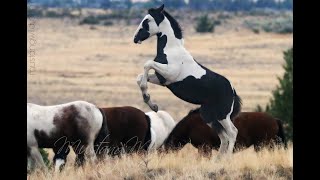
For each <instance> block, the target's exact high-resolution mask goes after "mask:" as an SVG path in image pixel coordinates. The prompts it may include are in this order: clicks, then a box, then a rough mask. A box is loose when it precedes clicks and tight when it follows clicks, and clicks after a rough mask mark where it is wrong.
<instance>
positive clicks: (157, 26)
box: [133, 14, 159, 44]
mask: <svg viewBox="0 0 320 180" xmlns="http://www.w3.org/2000/svg"><path fill="white" fill-rule="evenodd" d="M146 19H148V20H149V23H148V25H149V30H148V32H149V33H150V36H149V37H151V36H153V35H155V34H157V33H158V32H159V27H158V26H157V24H156V22H155V20H154V18H153V17H152V16H151V15H150V14H147V15H146V16H145V17H144V18H143V19H142V21H141V22H140V24H139V26H138V28H137V29H136V31H135V32H134V35H133V37H135V36H136V35H137V34H138V32H139V30H140V29H141V28H142V23H143V21H144V20H146ZM139 44H141V41H140V42H139Z"/></svg>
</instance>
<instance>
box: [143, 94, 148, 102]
mask: <svg viewBox="0 0 320 180" xmlns="http://www.w3.org/2000/svg"><path fill="white" fill-rule="evenodd" d="M149 100H150V95H149V94H143V101H144V102H145V103H148V102H149Z"/></svg>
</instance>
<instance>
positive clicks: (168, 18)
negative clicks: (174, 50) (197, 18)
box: [163, 11, 182, 39]
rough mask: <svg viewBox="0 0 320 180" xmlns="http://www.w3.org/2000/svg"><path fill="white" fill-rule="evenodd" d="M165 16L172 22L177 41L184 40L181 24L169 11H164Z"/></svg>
mask: <svg viewBox="0 0 320 180" xmlns="http://www.w3.org/2000/svg"><path fill="white" fill-rule="evenodd" d="M163 14H164V15H165V16H166V18H167V19H168V20H169V21H170V24H171V27H172V29H173V32H174V36H175V37H176V38H177V39H182V29H181V26H180V24H179V23H178V22H177V21H176V20H175V19H174V18H173V17H172V16H171V15H170V14H169V13H168V12H167V11H163Z"/></svg>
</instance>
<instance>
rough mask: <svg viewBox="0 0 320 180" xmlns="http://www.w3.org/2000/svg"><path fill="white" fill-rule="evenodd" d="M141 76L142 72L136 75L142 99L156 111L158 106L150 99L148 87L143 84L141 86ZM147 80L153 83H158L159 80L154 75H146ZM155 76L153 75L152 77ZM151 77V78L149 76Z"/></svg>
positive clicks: (151, 108)
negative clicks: (141, 93)
mask: <svg viewBox="0 0 320 180" xmlns="http://www.w3.org/2000/svg"><path fill="white" fill-rule="evenodd" d="M143 76H144V74H139V75H138V77H137V84H138V85H139V87H140V89H141V93H142V97H143V101H144V102H145V103H146V104H148V106H149V107H150V108H151V109H152V110H153V111H155V112H157V111H158V106H157V105H156V104H154V103H153V102H152V101H151V99H150V94H149V93H148V91H147V90H148V87H147V86H146V85H145V86H141V83H142V81H143ZM147 76H148V77H147V81H149V82H151V83H153V84H159V85H160V81H159V80H158V78H157V77H156V75H147ZM154 76H155V77H154ZM150 77H151V78H150Z"/></svg>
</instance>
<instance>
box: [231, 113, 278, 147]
mask: <svg viewBox="0 0 320 180" xmlns="http://www.w3.org/2000/svg"><path fill="white" fill-rule="evenodd" d="M233 122H234V125H235V126H236V127H237V128H238V131H239V134H238V138H237V139H238V143H240V144H247V145H250V144H256V143H260V142H265V141H270V140H271V139H273V138H275V137H276V135H277V133H278V124H277V121H276V119H275V118H273V117H272V116H271V115H270V114H268V113H264V112H241V113H240V114H239V115H238V116H237V117H235V119H234V121H233Z"/></svg>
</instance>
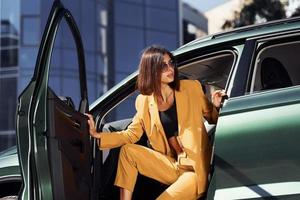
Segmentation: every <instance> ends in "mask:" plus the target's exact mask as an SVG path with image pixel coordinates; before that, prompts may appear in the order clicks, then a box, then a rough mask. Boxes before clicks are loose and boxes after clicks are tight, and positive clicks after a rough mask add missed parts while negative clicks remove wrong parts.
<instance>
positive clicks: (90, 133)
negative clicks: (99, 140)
mask: <svg viewBox="0 0 300 200" xmlns="http://www.w3.org/2000/svg"><path fill="white" fill-rule="evenodd" d="M85 115H86V116H87V117H88V118H89V119H88V124H89V127H90V129H89V133H90V135H91V136H92V137H94V138H98V139H99V138H100V134H99V133H97V131H96V126H95V121H94V118H93V116H92V115H91V114H87V113H85Z"/></svg>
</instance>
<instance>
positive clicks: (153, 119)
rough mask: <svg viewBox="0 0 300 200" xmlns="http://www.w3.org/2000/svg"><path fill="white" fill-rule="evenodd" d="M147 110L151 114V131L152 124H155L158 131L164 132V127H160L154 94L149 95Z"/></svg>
mask: <svg viewBox="0 0 300 200" xmlns="http://www.w3.org/2000/svg"><path fill="white" fill-rule="evenodd" d="M149 110H150V115H151V133H152V131H153V128H154V126H156V127H157V128H158V130H159V132H161V133H164V129H163V127H162V124H161V121H160V118H159V114H158V106H157V102H156V99H155V98H154V95H151V96H150V100H149Z"/></svg>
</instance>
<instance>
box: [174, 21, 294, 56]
mask: <svg viewBox="0 0 300 200" xmlns="http://www.w3.org/2000/svg"><path fill="white" fill-rule="evenodd" d="M299 28H300V17H294V18H287V19H282V20H275V21H271V22H266V23H261V24H256V25H250V26H244V27H241V28H236V29H233V30H231V31H225V32H220V33H216V34H212V35H208V36H204V37H202V38H199V39H196V40H193V41H191V42H189V43H187V44H185V45H183V46H181V47H179V48H178V49H176V50H175V51H173V52H172V53H173V54H174V55H175V56H176V55H179V54H183V53H186V52H188V51H192V50H194V49H198V48H200V47H204V46H210V45H214V44H219V43H223V42H230V41H235V40H245V39H247V38H252V37H256V36H262V35H268V34H272V33H278V32H282V31H289V30H291V31H292V30H295V29H299Z"/></svg>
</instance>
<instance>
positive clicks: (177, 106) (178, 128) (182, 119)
mask: <svg viewBox="0 0 300 200" xmlns="http://www.w3.org/2000/svg"><path fill="white" fill-rule="evenodd" d="M187 96H188V95H187V94H186V90H184V89H181V88H180V90H179V91H175V98H176V110H177V120H178V135H181V133H182V130H183V129H182V128H183V124H184V123H185V120H186V119H188V117H187V111H188V104H189V102H188V99H187Z"/></svg>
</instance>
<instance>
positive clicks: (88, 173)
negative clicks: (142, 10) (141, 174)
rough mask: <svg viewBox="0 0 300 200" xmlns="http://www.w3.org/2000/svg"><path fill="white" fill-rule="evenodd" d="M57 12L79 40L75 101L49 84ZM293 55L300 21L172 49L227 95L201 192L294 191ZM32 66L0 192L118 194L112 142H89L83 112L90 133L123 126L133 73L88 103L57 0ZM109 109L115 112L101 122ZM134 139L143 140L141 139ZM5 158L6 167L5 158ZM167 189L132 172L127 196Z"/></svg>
mask: <svg viewBox="0 0 300 200" xmlns="http://www.w3.org/2000/svg"><path fill="white" fill-rule="evenodd" d="M62 19H65V20H66V21H67V24H68V26H69V28H70V30H71V32H72V34H73V37H74V43H75V44H76V47H77V53H78V65H79V68H78V69H79V80H78V81H79V82H80V84H79V86H80V87H78V88H72V90H78V91H80V94H81V98H80V106H79V107H78V108H76V106H75V105H74V103H72V102H73V101H72V99H71V98H70V97H60V94H57V93H55V92H54V91H53V90H52V89H51V87H50V86H49V82H50V81H51V80H48V79H50V78H51V77H50V78H49V70H50V60H51V59H52V56H53V55H52V54H51V52H52V49H53V48H54V43H55V34H56V32H57V29H58V28H59V26H60V22H61V20H62ZM299 52H300V18H291V19H285V20H280V21H274V22H271V23H264V24H260V25H254V26H249V27H244V28H240V29H235V30H233V31H230V32H224V33H220V34H214V35H210V36H207V37H206V38H201V39H197V40H195V41H192V42H190V43H188V44H186V45H184V46H182V47H180V48H178V49H177V50H175V51H174V52H173V54H174V56H175V58H176V62H177V67H178V69H179V73H180V76H181V77H182V78H184V79H196V80H199V81H200V82H201V84H202V85H203V87H204V88H205V91H206V94H207V95H208V96H209V95H210V93H211V92H212V91H213V90H215V89H224V90H226V93H227V95H228V99H224V101H223V105H222V108H221V110H220V117H219V120H218V123H217V125H216V126H214V125H209V124H206V128H207V130H208V134H209V136H210V140H211V143H212V145H213V147H214V151H213V153H212V155H211V172H210V175H209V180H210V184H209V187H208V190H207V194H206V197H205V199H222V200H223V199H299V198H300V156H299V152H300V145H299V141H300V134H299V133H300V87H299V84H300V61H299ZM36 63H37V64H36V68H35V72H34V75H33V77H32V80H31V81H30V83H29V85H28V86H27V87H26V88H25V90H24V91H23V92H22V93H21V95H20V96H19V99H18V108H17V116H16V121H17V127H16V132H17V138H18V157H19V162H18V161H17V160H16V159H17V157H16V151H15V150H13V149H12V150H10V151H8V152H6V153H3V154H1V155H0V156H1V158H0V163H1V165H0V188H1V189H0V191H1V194H0V195H1V196H0V197H3V196H9V195H12V196H16V195H18V196H19V198H20V199H115V198H118V190H117V188H115V187H114V186H113V179H114V176H115V170H116V165H117V158H118V149H112V150H110V151H109V152H102V151H100V150H99V149H98V148H97V143H96V141H95V140H93V139H91V138H90V136H89V134H88V127H87V118H86V116H85V115H84V113H85V112H89V113H92V115H93V116H94V117H95V119H96V123H97V127H98V131H102V130H106V131H115V130H122V129H125V128H126V127H127V126H128V124H130V122H131V117H132V115H131V114H129V113H128V116H122V119H120V117H118V110H120V109H121V108H123V107H122V104H125V105H126V107H127V108H134V105H133V102H134V101H132V99H134V97H135V96H136V95H137V93H138V92H137V91H136V90H135V82H136V77H137V75H138V72H135V73H133V74H131V75H130V76H128V77H127V78H126V79H124V80H123V81H121V82H120V83H119V84H117V85H116V86H115V87H113V88H112V89H110V90H109V91H108V92H107V93H105V94H104V95H103V96H101V97H100V98H99V99H97V100H96V101H95V102H93V103H92V104H91V105H90V106H89V104H88V95H87V94H88V93H87V87H86V72H85V62H84V51H83V44H82V42H81V38H80V33H79V31H78V29H77V26H76V23H75V21H74V19H73V17H72V15H71V13H70V12H69V11H68V10H66V9H65V8H64V7H63V6H62V5H61V4H60V3H59V1H55V2H54V4H53V8H52V11H51V13H50V16H49V19H48V22H47V25H46V29H45V32H44V35H43V38H42V41H41V45H40V49H39V53H38V58H37V62H36ZM74 85H76V84H74ZM110 116H116V117H117V119H116V120H115V121H108V120H110V119H112V117H110ZM140 144H141V145H147V138H145V137H144V136H143V137H142V139H141V141H140ZM14 151H15V152H14ZM9 159H10V160H11V164H10V163H6V165H3V163H4V162H7V161H6V160H9ZM18 165H19V166H20V168H19V169H18V168H17V166H18ZM21 183H22V184H21ZM165 187H166V186H164V185H161V184H160V183H157V182H155V181H153V180H150V179H148V178H145V177H143V176H139V179H138V182H137V185H136V188H135V192H134V197H135V199H154V198H155V196H156V195H158V194H159V192H161V191H162V190H163V189H164V188H165ZM2 188H7V189H6V190H5V191H4V190H3V189H2ZM16 188H17V189H16ZM16 191H19V192H18V194H16ZM10 192H11V193H10Z"/></svg>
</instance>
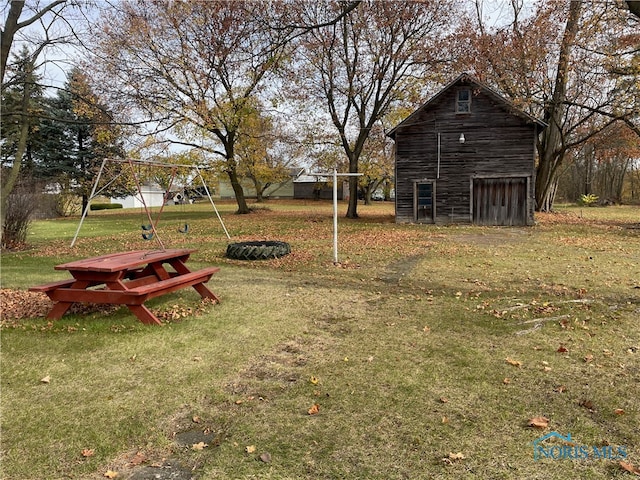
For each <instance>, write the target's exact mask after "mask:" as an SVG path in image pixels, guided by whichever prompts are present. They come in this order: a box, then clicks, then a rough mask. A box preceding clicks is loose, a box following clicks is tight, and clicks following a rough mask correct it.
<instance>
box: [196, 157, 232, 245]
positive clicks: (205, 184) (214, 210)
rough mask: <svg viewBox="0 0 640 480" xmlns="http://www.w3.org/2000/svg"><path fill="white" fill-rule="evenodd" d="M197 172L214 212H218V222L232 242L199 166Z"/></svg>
mask: <svg viewBox="0 0 640 480" xmlns="http://www.w3.org/2000/svg"><path fill="white" fill-rule="evenodd" d="M196 172H198V176H199V177H200V181H201V182H202V186H203V187H204V191H205V192H207V197H209V202H211V206H212V207H213V210H214V211H215V212H216V216H217V217H218V221H219V222H220V225H222V229H223V230H224V233H225V235H226V236H227V240H231V235H229V232H228V231H227V227H225V226H224V222H223V221H222V217H220V213H219V212H218V207H216V204H215V203H213V198H211V193H210V192H209V187H208V186H207V183H206V182H205V181H204V177H203V176H202V173H200V169H199V168H198V166H197V165H196Z"/></svg>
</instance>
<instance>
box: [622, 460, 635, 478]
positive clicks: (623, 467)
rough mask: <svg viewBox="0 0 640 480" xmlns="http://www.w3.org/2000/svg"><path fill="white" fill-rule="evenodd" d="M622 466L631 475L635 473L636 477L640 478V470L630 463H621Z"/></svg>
mask: <svg viewBox="0 0 640 480" xmlns="http://www.w3.org/2000/svg"><path fill="white" fill-rule="evenodd" d="M620 466H621V467H622V469H623V470H625V471H627V472H629V473H633V474H634V475H637V476H638V477H640V469H638V468H636V467H634V466H633V465H631V464H630V463H627V462H623V461H621V462H620Z"/></svg>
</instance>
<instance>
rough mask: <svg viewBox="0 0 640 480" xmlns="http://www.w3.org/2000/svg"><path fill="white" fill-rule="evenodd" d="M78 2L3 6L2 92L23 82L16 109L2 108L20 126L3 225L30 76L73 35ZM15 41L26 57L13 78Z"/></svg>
mask: <svg viewBox="0 0 640 480" xmlns="http://www.w3.org/2000/svg"><path fill="white" fill-rule="evenodd" d="M78 4H79V2H76V1H72V0H54V1H51V2H48V3H44V2H42V3H41V2H33V3H27V2H25V1H24V0H11V1H10V2H8V4H7V6H6V7H5V9H4V11H5V12H6V16H5V22H4V28H3V29H2V31H1V32H0V42H1V45H0V69H1V78H2V92H3V95H4V92H5V89H6V88H7V87H8V86H9V85H11V84H14V83H15V82H19V81H22V82H23V85H22V102H21V104H20V107H19V109H18V111H14V112H4V111H3V116H5V117H6V116H7V115H12V116H14V117H18V118H19V124H20V126H21V127H20V133H19V135H18V142H17V148H16V152H15V155H14V158H13V161H12V162H11V166H10V168H9V169H8V171H7V172H6V173H5V174H3V175H2V188H1V192H0V223H1V224H2V225H4V219H5V215H6V207H7V199H8V197H9V194H10V193H11V191H12V190H13V188H14V186H15V184H16V182H17V180H18V177H19V174H20V168H21V166H22V159H23V156H24V154H25V151H26V148H27V141H28V136H29V127H30V123H31V122H30V119H29V115H30V112H29V108H30V104H31V95H32V92H33V91H34V88H35V85H34V84H33V79H34V78H36V76H35V72H36V70H37V69H38V68H39V67H40V66H41V65H40V63H39V62H40V57H41V56H42V54H43V52H45V50H47V49H48V48H50V47H52V46H55V45H60V44H65V43H69V42H70V41H71V40H72V39H74V38H76V36H75V33H74V32H73V29H72V28H71V25H70V23H69V15H71V13H70V10H71V9H72V7H76V6H78ZM17 40H20V42H17ZM16 43H20V44H21V45H22V46H23V47H25V48H27V50H28V51H29V58H27V59H26V61H24V62H22V66H21V68H22V71H21V72H19V73H18V75H16V76H15V77H14V76H7V73H8V72H10V70H11V64H10V62H9V59H10V54H11V52H12V49H13V47H14V46H15V44H16ZM23 60H24V59H23ZM5 77H7V78H5ZM0 231H1V230H0Z"/></svg>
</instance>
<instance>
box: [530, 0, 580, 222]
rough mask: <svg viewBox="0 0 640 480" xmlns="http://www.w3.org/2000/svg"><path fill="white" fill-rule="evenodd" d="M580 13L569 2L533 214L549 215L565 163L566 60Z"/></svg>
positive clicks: (572, 46) (549, 106) (549, 105)
mask: <svg viewBox="0 0 640 480" xmlns="http://www.w3.org/2000/svg"><path fill="white" fill-rule="evenodd" d="M581 9H582V2H581V1H579V0H572V1H571V5H570V6H569V17H568V19H567V24H566V26H565V31H564V35H563V37H562V44H561V45H560V56H559V58H558V68H557V72H556V79H555V85H554V89H553V95H552V98H551V100H550V101H549V104H548V105H546V106H545V120H546V121H547V123H548V125H549V126H548V127H547V128H546V129H545V130H543V132H542V134H541V139H540V140H539V148H538V151H539V153H540V155H539V161H538V168H537V171H536V210H537V211H540V212H548V211H551V210H552V208H553V202H554V200H555V192H556V190H557V186H558V179H557V172H558V169H559V167H560V166H561V165H562V161H563V159H564V153H565V151H564V146H563V145H564V132H563V131H562V125H563V121H564V115H565V111H566V105H565V101H566V93H567V81H568V74H569V60H570V56H571V48H572V47H573V43H574V42H575V38H576V34H577V33H578V28H579V21H580V12H581Z"/></svg>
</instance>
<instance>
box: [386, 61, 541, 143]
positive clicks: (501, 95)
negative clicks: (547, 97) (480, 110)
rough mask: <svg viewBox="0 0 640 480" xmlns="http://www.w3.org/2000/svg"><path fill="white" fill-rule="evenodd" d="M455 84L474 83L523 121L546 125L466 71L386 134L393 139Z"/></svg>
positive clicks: (484, 92) (430, 98)
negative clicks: (419, 114) (423, 110)
mask: <svg viewBox="0 0 640 480" xmlns="http://www.w3.org/2000/svg"><path fill="white" fill-rule="evenodd" d="M456 85H475V86H476V87H477V88H479V89H480V90H482V91H483V92H484V93H485V94H486V95H488V96H489V97H491V98H493V99H495V100H497V101H498V102H499V103H500V104H502V105H503V106H504V107H505V109H507V110H508V111H509V112H511V113H512V114H513V115H515V116H518V117H521V118H522V119H523V120H524V121H525V122H527V123H532V124H536V125H538V126H539V127H541V128H546V127H547V124H546V123H544V122H543V121H542V120H538V119H537V118H535V117H534V116H532V115H529V114H528V113H527V112H525V111H523V110H522V109H520V108H518V107H517V106H516V105H515V104H514V103H513V102H511V101H510V100H507V99H506V98H505V97H503V96H502V95H500V94H499V93H498V92H497V91H495V90H494V89H493V88H491V87H489V86H488V85H486V84H485V83H482V82H481V81H479V80H478V79H476V78H474V77H473V76H471V75H469V74H468V73H462V74H460V75H458V77H457V78H456V79H455V80H453V81H451V82H449V83H448V84H447V85H446V86H445V87H444V88H442V90H440V91H439V92H438V93H436V94H435V95H434V96H433V97H431V98H430V99H429V100H427V102H426V103H424V104H423V105H422V106H421V107H419V108H418V109H417V110H416V111H415V112H413V113H412V114H411V115H409V116H408V117H407V118H405V119H404V120H403V121H402V122H400V123H399V124H398V125H396V126H395V127H394V128H392V129H391V130H390V131H389V132H388V133H387V136H389V137H391V138H393V139H395V135H396V131H397V130H398V129H399V128H402V127H407V126H410V125H412V123H413V121H414V119H415V118H416V117H417V116H418V115H419V114H420V112H421V111H422V110H425V109H428V108H429V107H430V106H432V105H433V104H434V103H435V102H437V101H438V100H439V99H440V97H442V95H444V93H445V92H446V91H447V90H449V89H450V88H452V87H454V86H456Z"/></svg>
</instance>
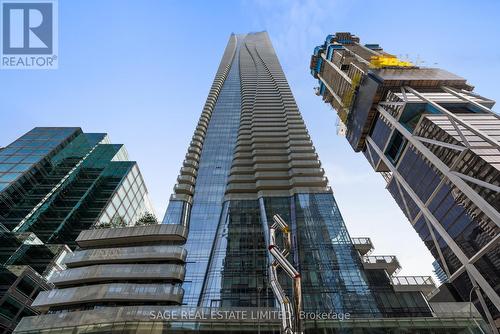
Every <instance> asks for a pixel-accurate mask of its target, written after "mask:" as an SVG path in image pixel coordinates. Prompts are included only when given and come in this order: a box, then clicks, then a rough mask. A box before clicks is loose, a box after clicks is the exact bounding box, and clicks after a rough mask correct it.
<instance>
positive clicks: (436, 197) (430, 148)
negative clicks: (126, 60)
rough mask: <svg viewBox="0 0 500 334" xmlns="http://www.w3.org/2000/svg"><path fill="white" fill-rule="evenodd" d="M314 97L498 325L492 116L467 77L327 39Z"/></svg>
mask: <svg viewBox="0 0 500 334" xmlns="http://www.w3.org/2000/svg"><path fill="white" fill-rule="evenodd" d="M310 69H311V74H312V75H313V76H314V77H315V78H317V79H318V83H319V87H318V88H317V94H318V95H319V96H321V97H322V98H323V100H324V101H325V102H326V103H329V104H331V106H332V107H333V108H334V109H335V111H336V112H337V114H338V116H339V118H340V122H341V128H342V131H343V132H345V135H346V138H347V140H348V142H349V144H350V145H351V146H352V148H353V149H354V151H356V152H362V153H363V154H364V155H365V156H366V158H367V160H368V161H369V163H370V164H371V165H372V167H373V168H374V169H375V171H377V172H379V173H381V174H382V176H383V177H384V178H385V180H386V181H387V189H388V190H389V192H390V193H391V194H392V196H393V197H394V199H395V200H396V202H397V203H398V205H399V207H400V208H401V209H402V210H403V212H404V213H405V215H406V216H407V218H408V219H409V220H410V222H411V224H412V225H413V227H414V228H415V230H416V231H417V232H418V234H419V235H420V237H421V238H422V240H423V241H424V242H425V244H426V245H427V247H428V248H429V250H430V251H431V253H432V255H433V256H434V257H435V259H436V261H437V265H438V267H440V268H442V269H443V271H444V277H447V279H448V282H450V283H451V285H452V286H453V287H454V288H455V289H456V290H457V292H458V294H459V295H460V296H461V298H462V300H464V301H468V300H469V298H471V297H472V299H473V301H474V302H475V304H476V306H477V307H478V308H479V309H480V310H481V312H482V313H483V315H484V316H485V318H486V319H487V320H488V321H489V322H490V325H491V327H492V329H493V330H494V331H497V329H496V328H498V327H500V312H499V310H500V297H499V293H500V243H499V240H500V239H499V235H500V234H499V226H500V213H499V209H500V201H499V199H500V197H499V191H500V187H499V185H500V171H499V169H500V164H499V162H500V145H499V141H500V120H499V116H498V115H497V114H496V113H494V112H492V110H491V107H492V106H493V104H494V101H492V100H489V99H487V98H484V97H482V96H480V95H478V94H476V93H474V92H473V91H472V90H473V87H472V86H470V85H469V84H468V83H467V82H466V80H465V79H463V78H461V77H459V76H457V75H455V74H452V73H449V72H447V71H444V70H442V69H438V68H425V67H418V66H415V65H413V64H411V63H409V62H406V61H402V60H399V59H398V58H397V57H395V56H393V55H390V54H388V53H386V52H385V51H384V50H383V49H382V48H381V47H380V46H379V45H378V44H365V45H363V44H361V43H360V40H359V38H358V37H356V36H354V35H352V34H350V33H336V34H335V35H329V36H328V37H327V38H326V40H325V42H324V43H323V44H322V45H320V46H317V47H316V48H315V49H314V54H313V56H312V59H311V65H310Z"/></svg>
★ ★ ★ ★
**WHAT IS NEEDED**
Please list every line of the records above that contains the word "wrong".

**EXERCISE RESULT**
For each <instance> block, the target's exact high-resolution mask goes after "mask:" as an SVG path in image pixel coordinates. The prompts it may include are in this order: clicks, then a box, then a rough mask. A box is loose when it precedes clicks and tight when it follows clicks, and clicks after a rough mask mark where it is wrong.
Segmentation: every <instance> ends in "mask:" plus the target's exact mask as an SVG path with image pixel coordinates; before that, prompts may appear in the order clicks, then a box, then a rough mask. Boxes before clicks are loose and boxes after clicks are tight, and positive clicks after a rough mask add missed parts while negative clicks remove wrong parts.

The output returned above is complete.